> DETALLES DEL EJERCICIO:
Reescribe, por favor, el pasaje del texto sobre los valores éticos que empieza con "Lo mismo ocurre" y sigue hasta "terminado, sentenció Vanessa.", poniendo "honradez" en lugar de "lealtad".

> FRAGMENTO DEL TEXTO:
========

Los valores éticos se parecen a los bursátiles en que su cotización sube o baja en el mercado, sin que se sepa muy bien por qué.
Es evidente que la sinceridad se cotiza al alza en los últimos tiempos: es un valor sólido y rentable; lo cual no significa que ahora seamos más sinceros, sino sólo que nos gusta presumir de serlo, aun mintiendo.
Pero hay otras virtudes que también se cotizan espléndidamente: la tolerancia, sobre la cual hemos oído montones de manifiestos y sesudas conferencias; la autenticidad, virtud un tanto confusa, que mi ignorancia no sabría definir con precisión; la solidaridad, que es como una caridad devaluada y laica muy útil para mítines y manifiestos políticos, etc.
Insisto en que el evidente prestigio de estos valores no garantiza que seamos más solidarios, tolerantes o auténticos. Al contrario, me temo que el egoísmo sigue extendiéndose como una de las epidemias más significativas del siglo; que el cerrilismo intolerante campa sin freno en muchos ámbitos de la vida, como en la política o el deporte, y que bastantes de los que presumen de auténticos, resultan más falsos que un peluquín amarillo. De cada una de estas virtudes valdría la pena hablar más despacio.

Hubo un tiempo en que la valentía se cotizaba estupendamente. Los años en que todos fuimos Gary Cooper, siempre solos ante el peligro, mientras ellas eran Kim Novac a punto de ser rescatadas de los sioux. Luego —quién sabe si la culpa fue del cinemascope— un vuelco en la bolsa hizo subir como la espuma a la cobardía. Los intelectuales empezaron a presumir de sus canguelos y de su mezquindad. Y de John Wayne pasamos, directamente y sin anestesia, a Woody Allen. El hecho es que el siglo veinte se nos volvió cobarde, insumiso y espantadizo. Tal vez en la segunda mitad del siglo veintiuno las cosas cambien.
Lo mismo ocurre con la fidelidad. Ni que decir tiene que en todas las épocas ha habido mayordomos desleales, maridos en fuga y judas a sueldo; pero nadie osaba justificar intelectualmente la traición. La palabra dada era, al menos en teoría, sagrada. Desde los gansters de Chicago hasta las venerables familias de la mafia palermitana, todas las gentes-bien de Occidente apelaban a la lealtad como fundamento de lo bueno y de lo malo.
Pues bien, también esta virtud se fue devaluando con la crisis, y empezaron a surgir valores nuevos, que en poco tiempo entraron triunfales por la puerta grande de los salones más ilustrados. La ya prestigiosa autenticidad (¡oh, camaleóntica y sutil palabreja!) sirvió para justificar cualquier cambio de chaqueta, de camisa o de ropa interior.
—Pepe, al fin me siento realizada. Es doloroso, pero debo ser auténtica… Lo nuestro ha terminado, sentenció Vanessa.

========

Entradas del conjunto de datos

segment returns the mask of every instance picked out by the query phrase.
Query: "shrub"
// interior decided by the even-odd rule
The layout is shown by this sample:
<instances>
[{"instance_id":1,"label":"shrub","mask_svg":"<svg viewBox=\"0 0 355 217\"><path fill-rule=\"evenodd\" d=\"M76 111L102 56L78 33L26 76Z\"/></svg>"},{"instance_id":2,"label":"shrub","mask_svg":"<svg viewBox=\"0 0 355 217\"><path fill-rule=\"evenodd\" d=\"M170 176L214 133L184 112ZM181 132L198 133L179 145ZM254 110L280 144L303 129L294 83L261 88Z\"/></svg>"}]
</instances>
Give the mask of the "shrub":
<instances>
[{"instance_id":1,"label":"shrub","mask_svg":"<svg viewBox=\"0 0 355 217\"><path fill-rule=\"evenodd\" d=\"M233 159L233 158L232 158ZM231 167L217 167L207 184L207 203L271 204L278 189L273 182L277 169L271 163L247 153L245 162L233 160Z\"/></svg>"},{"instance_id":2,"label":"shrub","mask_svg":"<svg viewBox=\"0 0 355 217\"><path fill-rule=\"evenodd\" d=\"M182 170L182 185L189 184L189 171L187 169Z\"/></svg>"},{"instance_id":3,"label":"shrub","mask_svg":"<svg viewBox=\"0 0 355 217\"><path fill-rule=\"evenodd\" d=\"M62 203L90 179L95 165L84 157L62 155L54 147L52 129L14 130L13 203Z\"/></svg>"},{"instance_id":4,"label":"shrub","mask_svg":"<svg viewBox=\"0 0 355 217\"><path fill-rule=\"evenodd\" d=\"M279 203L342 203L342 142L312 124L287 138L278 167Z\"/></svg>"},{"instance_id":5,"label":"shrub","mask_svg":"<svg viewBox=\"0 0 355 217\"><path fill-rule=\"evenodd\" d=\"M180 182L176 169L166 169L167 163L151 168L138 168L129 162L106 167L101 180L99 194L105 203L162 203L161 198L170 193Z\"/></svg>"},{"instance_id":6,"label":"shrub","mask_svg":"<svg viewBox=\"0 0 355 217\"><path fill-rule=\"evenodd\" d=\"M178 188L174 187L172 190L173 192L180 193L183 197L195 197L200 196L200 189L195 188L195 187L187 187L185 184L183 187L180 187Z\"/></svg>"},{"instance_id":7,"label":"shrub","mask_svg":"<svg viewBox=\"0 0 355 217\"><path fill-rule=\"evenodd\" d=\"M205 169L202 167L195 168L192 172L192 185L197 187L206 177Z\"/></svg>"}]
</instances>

========

> TU RESPUESTA:
Lo mismo ocurre con la fidelidad. Ni que decir tiene que en todas las épocas ha habido mayordomos desleales, maridos en fuga y judas a sueldo; pero nadie osaba justificar intelectualmente la traición. La palabra dada era, al menos en teoría, sagrada. Desde los gansters de Chicago hasta las venerables familias de la mafia palermitana, todas las gentes-bien de Occidente apelaban a la honradez como fundamento de lo bueno y de lo malo.
Pues bien, también esta virtud se fue devaluando con la crisis, y empezaron a surgir valores nuevos, que en poco tiempo entraron triunfales por la puerta grande de los salones más ilustrados. La ya prestigiosa autenticidad (¡oh, camaleóntica y sutil palabreja!) sirvió para justificar cualquier cambio de chaqueta, de camisa o de ropa interior.
—Pepe, al fin me siento realizada. Es doloroso, pero debo ser auténtica… Lo nuestro ha terminado, sentenció Vanessa.